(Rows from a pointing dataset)
---*---
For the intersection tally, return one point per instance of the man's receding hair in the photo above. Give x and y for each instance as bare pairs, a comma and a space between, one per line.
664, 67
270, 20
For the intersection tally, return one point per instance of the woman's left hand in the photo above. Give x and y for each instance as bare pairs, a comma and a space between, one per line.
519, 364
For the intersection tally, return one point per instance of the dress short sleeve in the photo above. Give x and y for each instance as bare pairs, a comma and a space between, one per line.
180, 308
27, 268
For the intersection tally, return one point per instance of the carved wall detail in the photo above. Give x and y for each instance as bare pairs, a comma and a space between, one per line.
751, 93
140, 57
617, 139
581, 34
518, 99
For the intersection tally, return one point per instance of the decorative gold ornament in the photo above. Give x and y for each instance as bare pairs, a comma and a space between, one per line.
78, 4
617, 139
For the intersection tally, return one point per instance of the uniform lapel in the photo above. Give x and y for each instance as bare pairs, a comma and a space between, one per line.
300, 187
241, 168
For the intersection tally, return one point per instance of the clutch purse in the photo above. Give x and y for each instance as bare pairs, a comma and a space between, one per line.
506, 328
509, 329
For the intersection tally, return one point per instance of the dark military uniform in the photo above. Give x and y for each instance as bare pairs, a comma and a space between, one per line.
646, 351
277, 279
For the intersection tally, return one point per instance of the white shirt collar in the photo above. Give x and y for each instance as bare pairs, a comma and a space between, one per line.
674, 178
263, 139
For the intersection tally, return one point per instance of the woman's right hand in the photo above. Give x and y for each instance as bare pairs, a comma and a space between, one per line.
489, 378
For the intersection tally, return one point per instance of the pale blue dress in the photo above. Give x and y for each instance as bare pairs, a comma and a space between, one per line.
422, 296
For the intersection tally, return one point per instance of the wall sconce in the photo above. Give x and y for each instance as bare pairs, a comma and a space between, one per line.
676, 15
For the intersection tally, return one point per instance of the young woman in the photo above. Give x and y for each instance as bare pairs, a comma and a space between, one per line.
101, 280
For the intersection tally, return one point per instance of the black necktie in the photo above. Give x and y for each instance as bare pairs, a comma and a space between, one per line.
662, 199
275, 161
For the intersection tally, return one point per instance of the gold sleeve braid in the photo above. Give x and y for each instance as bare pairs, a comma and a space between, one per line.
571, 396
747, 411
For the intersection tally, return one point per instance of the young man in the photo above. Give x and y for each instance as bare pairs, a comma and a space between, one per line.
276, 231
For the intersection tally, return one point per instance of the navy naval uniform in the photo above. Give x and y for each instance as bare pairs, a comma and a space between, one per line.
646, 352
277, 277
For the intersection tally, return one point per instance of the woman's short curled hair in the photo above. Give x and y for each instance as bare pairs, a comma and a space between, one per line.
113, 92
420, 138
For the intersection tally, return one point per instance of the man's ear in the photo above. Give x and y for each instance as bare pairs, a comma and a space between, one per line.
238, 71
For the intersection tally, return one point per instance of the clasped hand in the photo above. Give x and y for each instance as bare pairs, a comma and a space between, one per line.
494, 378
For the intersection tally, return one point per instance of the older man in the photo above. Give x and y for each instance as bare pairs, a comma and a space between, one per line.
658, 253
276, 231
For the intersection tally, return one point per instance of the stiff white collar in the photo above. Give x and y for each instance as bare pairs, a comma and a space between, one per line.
---*---
**Stated exercise**
Write out the whole listing again, exactly as it stands.

**Completed exercise**
For the intersection tally, return one point per instance of the man's receding hair in the photo above. Give x and y for each instance as bare pairs, a comma and a space between, one per line.
664, 67
270, 20
For the intersection tally, return one point per instance of the woman's left hand in the photo above. Give x and y for each instance as bare pairs, a comma and a space between, one per line.
519, 364
For the intersection tally, return one point per instance of the dress short sleeve in the photo above. Give x and y for each instance as bare pairs, a comma and a space between, one per line.
180, 308
27, 268
For the intersection tally, return one point per instance of the carved wall detail in the photo above. Give x and y for each instance as bare pairs, a comma and a space between, one per line.
751, 93
140, 57
617, 139
581, 34
518, 99
For the intersection tally, return one point per instance of the decorative gold ornament in the photo above. Give x and y for each instance as bare pairs, a comma and a space between, one per line.
78, 4
617, 139
For the intersection tally, return one point per instance of the uniform lapel in the photo above. Give x and y for each instance as bare pairs, a comma and a space between, one per line.
300, 187
241, 168
For the intersection tally, return one point per instance of the clutch purse in the photo above. Give x and y for each instance as bare pairs, a comma and a space between, one per line.
506, 328
509, 329
For the intersection tally, return one point per instance of the dark military uniform in the photo above. Give x and y for each instance as bare pairs, a comma and a space between, one per line.
646, 351
277, 279
For the intersection tally, return one point per instance of the white shirt collar in the photo above. Give x and y for each instance as bare pairs, a comma and a space between, one per line.
674, 178
263, 139
For the intersection tally, return one point per instance of the woman's right hand in the photo above. Give x and y for each instance as bare pairs, a comma and a space between, one per line.
489, 378
For the intersection tally, return one point per instance of the pale blue dress in the photo above. Give x and y for each instance as bare pairs, a comma and a space between, one per line.
422, 296
For the intersection tally, return one point per instance of the wall sconce in the photo above. Give x and y for each instance as bare pairs, a comma and a space between, one per line.
676, 15
For the intersection tally, return one point per instance of the young woman in the photo above. Give x and y for each instance as bare pairs, a comma and a space between, one per line.
101, 280
For the intersection tally, return one point per instance of the black necktie in the photo above. Give x and y for each instance as bare pairs, a comma and a space between, one per line.
662, 199
275, 161
For the intersection tally, return one point per instance of the gold sleeve braid in the photo above. Give x and y for each instance as bare pairs, a comma and a space between, one per line.
571, 396
747, 411
For the intersection tally, return one point per instance of the young man in the photo above. Give x and y for each instance as bare pairs, a comma and a space between, one per line.
276, 231
For the intersection tally, return one point per instance of the navy naval uniform in the photo above. Give x and y for each instance as bare pairs, a comma and a space between, one per line.
646, 352
277, 277
For the intersection tally, return one point per instance of the woman's short curled hair in the photo above. Give x and y for each instance as bare pairs, a comma and a space between, one per line.
113, 92
420, 138
For the intersection tally, return one point per instance of the man's ear in the photo above. Give x and y for each instance as bare pairs, a comma and a space between, one per line.
238, 71
For the intersection tally, return one point per instance of the clasped hand in the photo above. Give x and y for each instance as bare pairs, a comma and a space between, one per line.
494, 378
For the intersection tally, return one point per instance of the older man in the photo above. Give x and y for each instance as bare pairs, a comma and a space between, one per line.
658, 253
276, 231
For the intersection tally, return one point per instance of the stiff white collar in the photo above. Give x and y for each instance as bare pairs, a comma and a space between, one per line.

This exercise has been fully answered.